# Rubix/apex DX type roms



## GTvert90 (Jun 6, 2011)

I have been on aosp roms for a while but lately data has become really unstable for me. So I went back to TW based roms.

Having the Droid X back in the day. We had a lot of roms that kept the blur framework but integrated aosp apps. Lock screen, dialer, sms, camera. And so on. You had some extra speed and still kept battery life and stability.

I haven't really found a ROM like that for the d2vzw. I think it would be a good way to go. Anything in the works?

Sent from my SCH-I535 using Tapatalk 2


----------



## TenderloinShadow (Nov 4, 2011)

Try Beans Stock ROM. It's exactly what you're looking for.

And what AOSP ROM are you running with unstable data? What radio are you using? AOSP data should no longer be an issue.


----------



## GTvert90 (Jun 6, 2011)

I'll have to try beans when it's upgraded to jb. I haven't ran it since build 8 or so.

I was on aokp. Tried all the radios. Just lately it's been really un stable I know the ril is supposedly fixed but I only saw I minor improvement. I thought maybe it was my SIM but back on tw everything is as it should be.

Sent from my SCH-I535 using Tapatalk 2


----------



## TenderloinShadow (Nov 4, 2011)

are you sure you have good signal in your area? I've found the new RIL has made things extremely stable since it came out


----------



## GTvert90 (Jun 6, 2011)

I know there are spots where I don't get the best coverage but spots where I get above average signal it started dropping more and more in the last few weeks. Tw based is rock solid. It sucks but there is a good group of devs for the tw stuff and I got fed up with my phone not being very reliable

Sent from my SCH-I535 using Tapatalk 2


----------



## TenderloinShadow (Nov 4, 2011)

Region labeling records
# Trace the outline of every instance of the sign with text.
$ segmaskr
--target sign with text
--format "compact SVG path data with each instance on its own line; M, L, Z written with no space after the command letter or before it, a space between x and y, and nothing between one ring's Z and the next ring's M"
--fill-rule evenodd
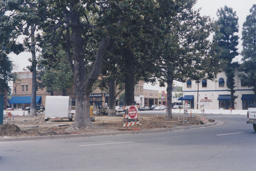
M131 106L128 109L128 116L130 118L134 118L137 115L137 109L134 106Z

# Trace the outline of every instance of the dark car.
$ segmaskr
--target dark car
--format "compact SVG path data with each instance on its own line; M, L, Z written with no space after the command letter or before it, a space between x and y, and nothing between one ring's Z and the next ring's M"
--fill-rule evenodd
M36 111L38 112L44 111L45 110L45 106L42 105L37 105L36 106ZM30 107L27 107L25 109L25 111L30 111Z
M142 106L140 108L140 111L148 111L150 110L150 108L148 106Z
M154 111L155 110L155 108L156 108L156 106L157 106L157 105L156 105L156 104L153 104L153 105L151 105L151 107L150 107L150 110Z

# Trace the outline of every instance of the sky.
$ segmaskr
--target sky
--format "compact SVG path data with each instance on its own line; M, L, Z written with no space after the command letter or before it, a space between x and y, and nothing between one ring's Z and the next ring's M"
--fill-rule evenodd
M246 16L249 14L249 10L253 4L256 4L255 0L198 0L195 8L199 9L201 8L200 13L201 15L210 16L214 20L217 20L217 12L218 9L226 5L231 7L234 11L237 13L238 16L239 32L239 36L242 36L242 28L243 24L245 21ZM238 46L239 51L242 50L241 41L240 41ZM9 55L10 60L12 60L15 65L14 71L22 71L24 68L30 65L28 59L31 57L31 55L29 53L24 52L16 56L14 54ZM240 61L242 57L238 56L235 60ZM180 83L176 83L177 86L181 86ZM157 85L153 86L150 84L145 84L144 89L150 90L166 90L165 88L160 88Z

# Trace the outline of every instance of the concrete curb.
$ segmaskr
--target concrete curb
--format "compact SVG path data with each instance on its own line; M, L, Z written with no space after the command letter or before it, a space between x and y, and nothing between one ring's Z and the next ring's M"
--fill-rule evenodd
M136 131L118 131L114 132L60 135L38 136L38 137L2 138L0 138L0 142L31 141L31 140L54 140L59 139L67 139L67 138L74 138L92 137L102 136L154 133L159 133L163 132L198 129L200 128L206 127L212 125L215 125L217 124L220 125L223 124L223 123L224 122L220 121L215 120L215 121L212 123L209 123L203 125L191 125L191 126L181 126L179 127L171 127L167 129L157 129L153 130L136 130Z

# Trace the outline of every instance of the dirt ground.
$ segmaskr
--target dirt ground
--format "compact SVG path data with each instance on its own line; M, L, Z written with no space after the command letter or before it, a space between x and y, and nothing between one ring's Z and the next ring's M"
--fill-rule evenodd
M141 119L139 119L139 124L127 127L123 127L123 124L127 121L122 116L94 116L95 120L93 122L94 126L84 130L69 129L74 121L70 122L68 119L50 119L45 121L44 114L42 113L38 114L36 117L14 116L14 118L11 119L5 117L4 124L0 125L0 138L89 134L183 126L183 116L173 116L173 119L166 120L163 115L140 116ZM185 122L185 126L201 124L203 123L194 117L188 117L187 122Z

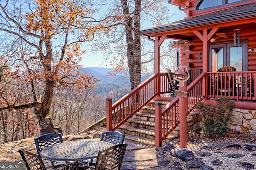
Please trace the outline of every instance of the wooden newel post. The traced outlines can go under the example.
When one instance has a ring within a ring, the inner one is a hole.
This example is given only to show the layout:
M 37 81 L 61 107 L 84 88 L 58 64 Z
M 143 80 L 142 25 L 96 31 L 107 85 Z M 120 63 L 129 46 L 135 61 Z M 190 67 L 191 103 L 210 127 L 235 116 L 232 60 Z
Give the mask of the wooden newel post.
M 162 145 L 162 104 L 155 104 L 155 147 Z
M 179 90 L 175 90 L 174 94 L 180 96 L 179 116 L 180 116 L 180 147 L 186 148 L 188 144 L 187 126 L 187 113 L 188 104 L 187 98 L 187 80 L 189 79 L 189 74 L 187 70 L 187 67 L 180 65 L 177 68 L 178 71 L 174 74 L 174 78 L 179 82 Z
M 112 99 L 107 99 L 107 131 L 112 130 Z
M 187 89 L 187 83 L 185 82 L 184 87 L 180 87 L 180 90 L 185 91 Z M 180 147 L 186 148 L 188 143 L 187 126 L 187 98 L 180 97 Z

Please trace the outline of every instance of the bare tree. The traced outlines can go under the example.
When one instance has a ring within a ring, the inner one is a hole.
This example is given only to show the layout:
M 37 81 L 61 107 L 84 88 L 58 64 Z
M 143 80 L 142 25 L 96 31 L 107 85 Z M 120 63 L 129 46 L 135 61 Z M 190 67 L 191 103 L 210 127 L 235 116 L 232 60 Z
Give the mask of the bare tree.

Challenge 1:
Retype the section of the ROM thread that begins with the words containing "And what AOSP" and ends with "build 8 or so.".
Challenge 2:
In the records, rewrite the lines from the start through the line containing "M131 106L128 109L128", replacing "sign with text" with "street sign" and keeping everything else the same. Return only those lines and omit the picture.

Written reply 1:
And what AOSP ROM are you running with unstable data? What radio are you using? AOSP data should no longer be an issue.


----------



## GTvert90 (Jun 6, 2011)

I'll have to try beans when it's upgraded to jb. I haven't ran it since build 8 or so.

Written reply 2:
# Trace the outline of every instance of the street sign.
$ segmaskr
--target street sign
--format "compact SVG path data with each instance on its own line; M, L, Z written with no space after the command letter or before it, a space between x and y, and nothing between one ring's Z and the next ring's M"
--fill-rule evenodd
M131 106L128 109L128 116L130 118L134 118L137 115L137 109L134 106Z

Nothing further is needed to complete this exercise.